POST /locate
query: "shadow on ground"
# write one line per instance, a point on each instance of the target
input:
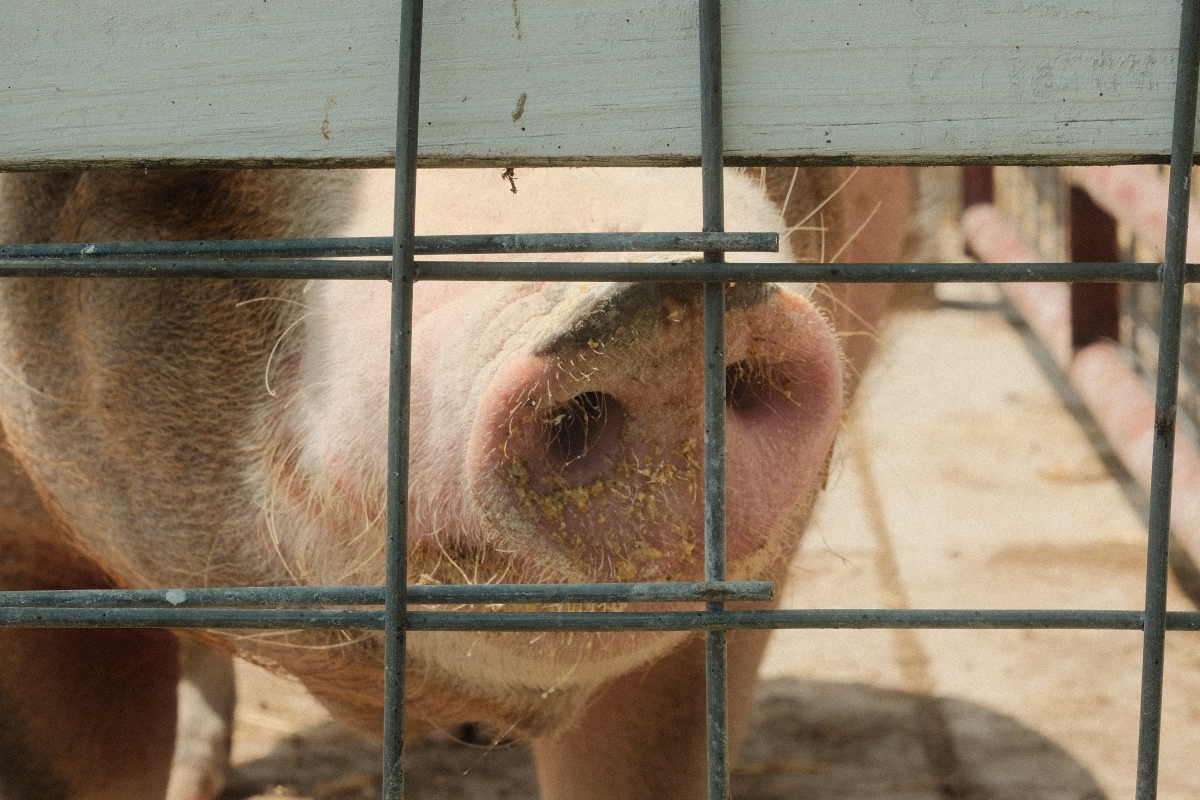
(810, 739)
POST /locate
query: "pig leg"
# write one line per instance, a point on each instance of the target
(643, 735)
(204, 725)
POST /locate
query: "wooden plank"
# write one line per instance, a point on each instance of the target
(523, 82)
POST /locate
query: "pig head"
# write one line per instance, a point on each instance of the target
(201, 433)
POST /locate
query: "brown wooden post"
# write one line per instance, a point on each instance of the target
(977, 186)
(1095, 307)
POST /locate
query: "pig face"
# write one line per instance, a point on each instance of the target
(232, 433)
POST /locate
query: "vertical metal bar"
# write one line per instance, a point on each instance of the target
(395, 629)
(713, 163)
(1153, 639)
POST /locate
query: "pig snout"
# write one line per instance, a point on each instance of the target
(589, 446)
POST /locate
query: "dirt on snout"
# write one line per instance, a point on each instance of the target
(963, 480)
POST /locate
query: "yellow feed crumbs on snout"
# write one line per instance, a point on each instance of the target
(635, 503)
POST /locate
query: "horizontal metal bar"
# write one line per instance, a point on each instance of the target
(418, 620)
(300, 269)
(1071, 619)
(785, 272)
(621, 271)
(239, 618)
(444, 245)
(423, 595)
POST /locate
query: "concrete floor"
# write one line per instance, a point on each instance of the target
(963, 481)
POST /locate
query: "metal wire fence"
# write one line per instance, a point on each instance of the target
(286, 607)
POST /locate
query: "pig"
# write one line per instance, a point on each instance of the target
(215, 433)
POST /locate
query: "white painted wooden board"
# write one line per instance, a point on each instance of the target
(185, 82)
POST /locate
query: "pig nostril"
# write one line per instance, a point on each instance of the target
(577, 426)
(751, 388)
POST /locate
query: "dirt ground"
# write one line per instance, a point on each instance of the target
(964, 480)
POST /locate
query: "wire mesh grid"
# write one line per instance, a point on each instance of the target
(286, 607)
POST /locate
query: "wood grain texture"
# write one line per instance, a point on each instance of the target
(525, 82)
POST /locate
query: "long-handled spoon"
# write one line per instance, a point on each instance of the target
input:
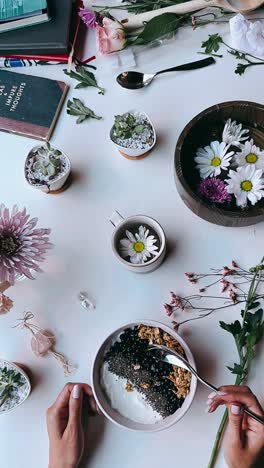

------------------------------------

> _Your goal_
How many lines in the entries above contain the word "wooden"? Reply with the number only.

> _Written response_
3